News:

MASM32 SDK Description, downloads and other helpful links
MASM32.com New Forum Link
masmforum WebSite

Code timing macros

Started by MichaelW, February 16, 2005, 03:21:52 AM

Previous topic - Next topic

Abel

Michael has provided us with two code clocking programs.  The first, timers.asm, takes timestamp counter readings before and after executing
an empty reference loop N times and before and after executing test code N times, and then finds a cycle count for the test code.

The second, counter2.asm, takes timestamp counter readings before and after each of N executions of a reference loop, saving only the least
difference.  It then does the same with the test code and calculates a cycle count from the two least values.

Those who have tried the latter report negative results for short code, a sign that the empty loop count is too large (vide supra).  Browsing
the posted asm file shows a jnz @B instruction at the end of the reference loop that doesn't go back to the intended aa: label so that the
empty loop count stays fixed at the value set by the first pass.

When that's remedied, counts are more realistic but, at least on a P4, all are multiples of four, e.g. -4, 0, 4, 8,...  P4 tests show the values
returned by rdtsc are always multiples of 4.  (On an old Pentium(1), multiples of 2.)  This limits clock resolution to 4 cycles.

One improvement is to find the lowest cycle count for successive loops of 4 repetitions, thereby increasing resolution to 1 cycle/iteration. 
With good fortune, it might be possible to whip through 4 iterations without interruption.  As a further check on multitasking sensitivity,
one may compare results with the extreme priority settings, IDLE_PRIORITY_CLASS and REALTIME_PRIORITY_CLASS.  With the former,
code can appear faster as it doesn't get to play until the A-codes have reached a hiatus.

The changes take but a few tweaks of Michael's work and attached is a suggested modification for the file counters.asm and some demo
executables.  While most results look promising, at times one hits a very reproducible but higher than expected result that can be shortened
by inserting NOPs or irrelevant code elsewhere in the source.  A cache or piping penalty??  So far, nothing yet found faster than -1 cycle.

FWIW, running c2test2x.exe on a 120MHz, Pentium(1), W95 box gave:
0 0 0 1 9 1 8 42 52 cycle counts for both priorities, which, apart from a div and StrLen call, are nearly identical with results on a 2GHz P4.

Abel


[attachment deleted by admin]

MichaelW

Abel,

Thanks for finding the reference loop problem, and for testing. Shortly after I first noticed your post I became very busy at work, and by the time I got over that hump I had forgotten about your post.

Until very recently virtually all of my testing was done on a P3, and assuming I included a several-second delay at the start of my code, the original version (of the counter2 macros), even with the problem, would return repeatable results. Without the delay there would be significant variations, mostly in the first set of results. I see now why the delay had an effect on the repeatability, and in hindsight, considering that the major point of these macros was to improve repeatability, I should have investigated this effect further.

__DATA EXCERPT__.
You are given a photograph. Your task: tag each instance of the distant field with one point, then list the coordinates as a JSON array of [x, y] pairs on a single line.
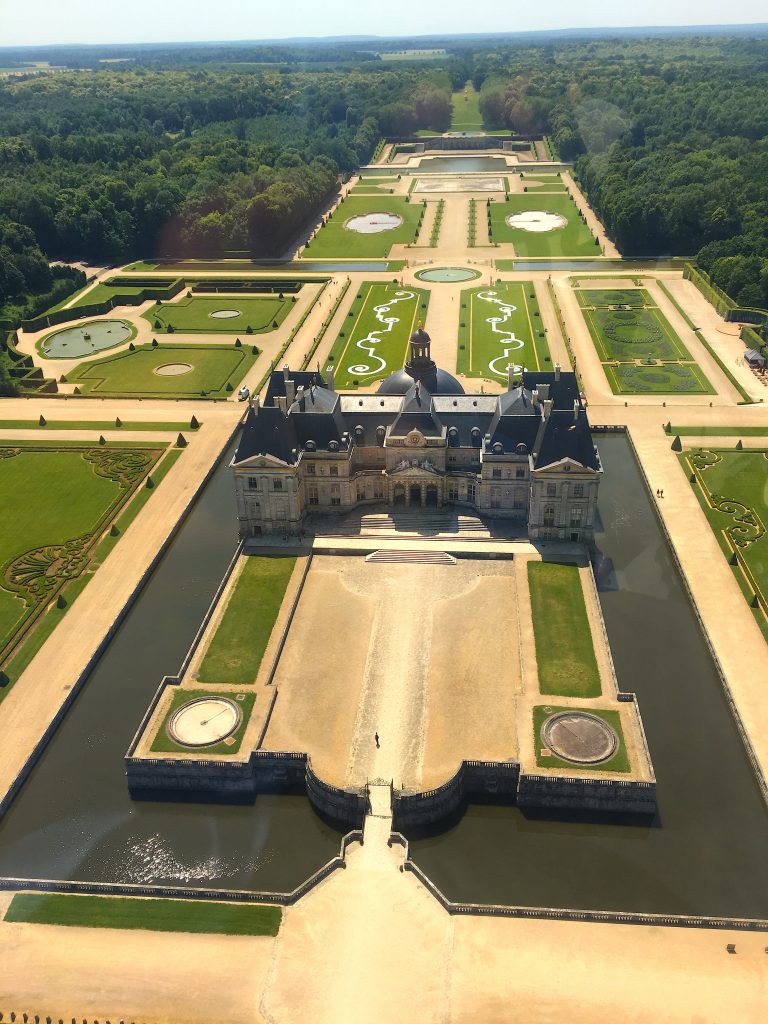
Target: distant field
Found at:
[[335, 241], [466, 110], [500, 326], [134, 373], [375, 337], [194, 314], [572, 240]]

__STATED TASK__. Pick up the forum thread about code timing macros, shown above, right after its last sentence and keep writing it.

__RESULT__.
Correcting the reference loop eliminated the run to run variation, even without the delay. On a P3 the cycle counts for single instructions or pairs of instructions looked reasonable, for example:

0 empty
1 nop
3 nops 4
1 bswap eax
1 mov eax, 1
1 movzx eax, cl
2 mov eax, 1 : mov eax, 2
1 add eax, 1
1 adc eax, 1
1 ror eax, 8
4 rcr eax, 8
5 mul ebx
38 xor edx, edx : div ebx


But on a P4 some of the counts appeared to be ~4 times higher than they should have been:

0 empty
4 nop
0 nops 4
4 bswap eax
4 mov eax, 1
4 movzx eax, cl
4 mov eax, 1 : mov eax, 2
4 add eax, 1
8 adc eax, 1
4 ror eax, 8
20 rcr eax, 8
16 mul ebx
68 xor edx, edx : div ebx


After I eliminated the instructions that preserve EBX around the CPUID instructions the counts for a P3 were little changed:

0        empty
0        nop
2        nops 4
0        bswap eax
1        mov eax, 1
1        movzx eax, cl
1        add eax, 1
1        adc eax, 1
1        ror eax, 8
3        rcr eax, 8
3        mul ebx
37       xor edx, edx : div ebx


And most of the counts for a P4 were more or less reasonable:

0        empty
0        nop
8        nops 4
8        bswap eax
0        mov eax, 1
0        movzx eax, cl
0        add eax, 1
12       adc eax, 1
8        ror eax, 8
28       rcr eax, 8
16       mul ebx
68       xor edx, edx : div ebx


As I have stated previously, I can see no way to get good cycle counts for instructions or sequences of instructions that execute in less than a few clock cycles. With the reference loop working correctly the second set of macros can effectively filter out the bad counts caused by context switches in the loops, but this still leaves a significant problem with the timed instructions not being completely isolated from the timing instructions. AFAIK this is what accounts for the difference in the P4 counts after eliminating the POP EBX following the first CPUID instruction. The only way I can see to correct this problem would be to insert a stand-alone serializing instruction after the timed instructions. CPUID will not work in this position, because for consistent results a fixed CPUID function number must be loaded into EAX, and the instruction that does this will not be isolated from the timed instructions. AFAICT there are no suitable instructions that can be used from a normal Windows app.

And there is still the question of why the second set of macros return significantly different counts than the first set and, more importantly, why the difference varies widely depending on the code being timed. For example:

(timers.asm)
86 cycles, nrandom
38 cycles, nrand
42 cycles, rand32
39 cycles, rand32_lingo


(counter2.asm)
98 cycles, nrandom
56 cycles, nrand
53 cycles, rand32
62 cycles, rand32_lingo

I have spent hours on this, and I still cannot see the reason.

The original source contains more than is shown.